Text
┄┄┄┄┄┄┄┄┄┄┄┄┄┄┄┄┄┄┄┄

In India, the Department of Electronics and Information Technology, in consultation with the Centre for Development of Advanced Computing (C-DAC), had proposed a policy by which the Devanagari script-based languages (Marathi, Hindi, Konkani, Sanskrit and Nepali), Gujarati, Oriya, Punjabi, Malayalam, Tamil, Telugu, Kannada, Assamese and Bangla were to be made part of the ccTLD regime in phases. It was to eventually include all official languages, including those using Perso-Arabic scripts such as Urdu, Sindhi and Kashmiri.

The equivalent of ‘.Bharat’ had been proposed as the top level domain name for most of these languages, with the equivalent being ‘.Bharatam' in the case of certain languages like Sanskrit and Malayalam and ‘.Hindostan' in the case of Urdu.

However, it was to be ‘.India' in the case of Tamil. ICANN had technically cleared the possible use of the .Bharat top level domain name for the first set of Indian languages - Hindi, Urdu, Telugu, Gujarati, Punjabi, Bengali and Tamil a couple of years ago.

The time frame for the launch of the new .Bharat dispensation in these languages was being worked out and it was likely to be rolled out in a “few months time,” said Dr Govind, CEO, National Internet Exchange of India (NIXI). The launch was planned in phases as originally conceived, and included a soft launch period, followed by a sunrise phase lasting eight weeks, and the formal public launch. During the sunrise period, trademark owners, registered companies and owners of intellectual property will be given an opportunity to protect their online identities. During the public launch phase, registration of website names in the Indian languages will be provided on a first-come-first-served basis.

┄┄┄┄┄┄┄┄┄┄┄┄┄┄┄┄┄┄┄┄

Raw records
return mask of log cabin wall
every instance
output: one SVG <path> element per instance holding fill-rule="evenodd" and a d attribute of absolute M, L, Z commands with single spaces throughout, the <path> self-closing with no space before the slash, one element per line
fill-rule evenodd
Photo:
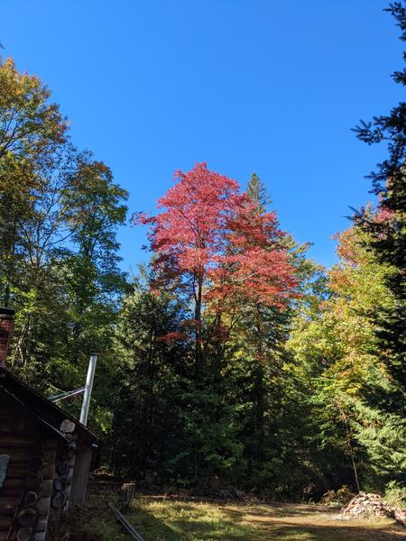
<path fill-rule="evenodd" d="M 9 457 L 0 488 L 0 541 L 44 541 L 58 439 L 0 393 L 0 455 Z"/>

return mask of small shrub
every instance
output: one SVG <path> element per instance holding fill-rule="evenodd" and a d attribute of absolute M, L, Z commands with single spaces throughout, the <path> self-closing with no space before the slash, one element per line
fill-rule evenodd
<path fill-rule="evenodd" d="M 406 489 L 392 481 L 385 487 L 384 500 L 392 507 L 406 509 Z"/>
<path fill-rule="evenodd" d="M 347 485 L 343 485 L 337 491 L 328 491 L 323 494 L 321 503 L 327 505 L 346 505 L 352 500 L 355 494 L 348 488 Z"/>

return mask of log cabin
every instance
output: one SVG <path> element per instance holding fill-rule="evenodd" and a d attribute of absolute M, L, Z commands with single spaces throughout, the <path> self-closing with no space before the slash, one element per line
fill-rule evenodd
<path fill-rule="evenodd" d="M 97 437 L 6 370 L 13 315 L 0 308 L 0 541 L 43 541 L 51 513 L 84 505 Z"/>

┄┄┄┄┄┄┄┄┄┄┄┄┄┄┄┄┄┄┄┄

Required actions
A: In the text on Indian-language domain names, how long was the sunrise phase to last?
B: Reproduce the listing starting at its first line and ending at the line containing "457 L 0 488", both included, with every coordinate in the answers offset by -99. Leave the pictures out.

Solution list
A: Eight weeks.

B:
return mask of log cabin wall
every instance
output: one SVG <path> element per instance holding fill-rule="evenodd" and a d attribute of absolute M, L, Z commands with single spaces throughout, the <path> self-closing with no space before the slash, one element per line
fill-rule evenodd
Photo:
<path fill-rule="evenodd" d="M -90 358 L -99 389 L -99 442 L -55 442 L -41 340 L -99 294 L -99 356 Z"/>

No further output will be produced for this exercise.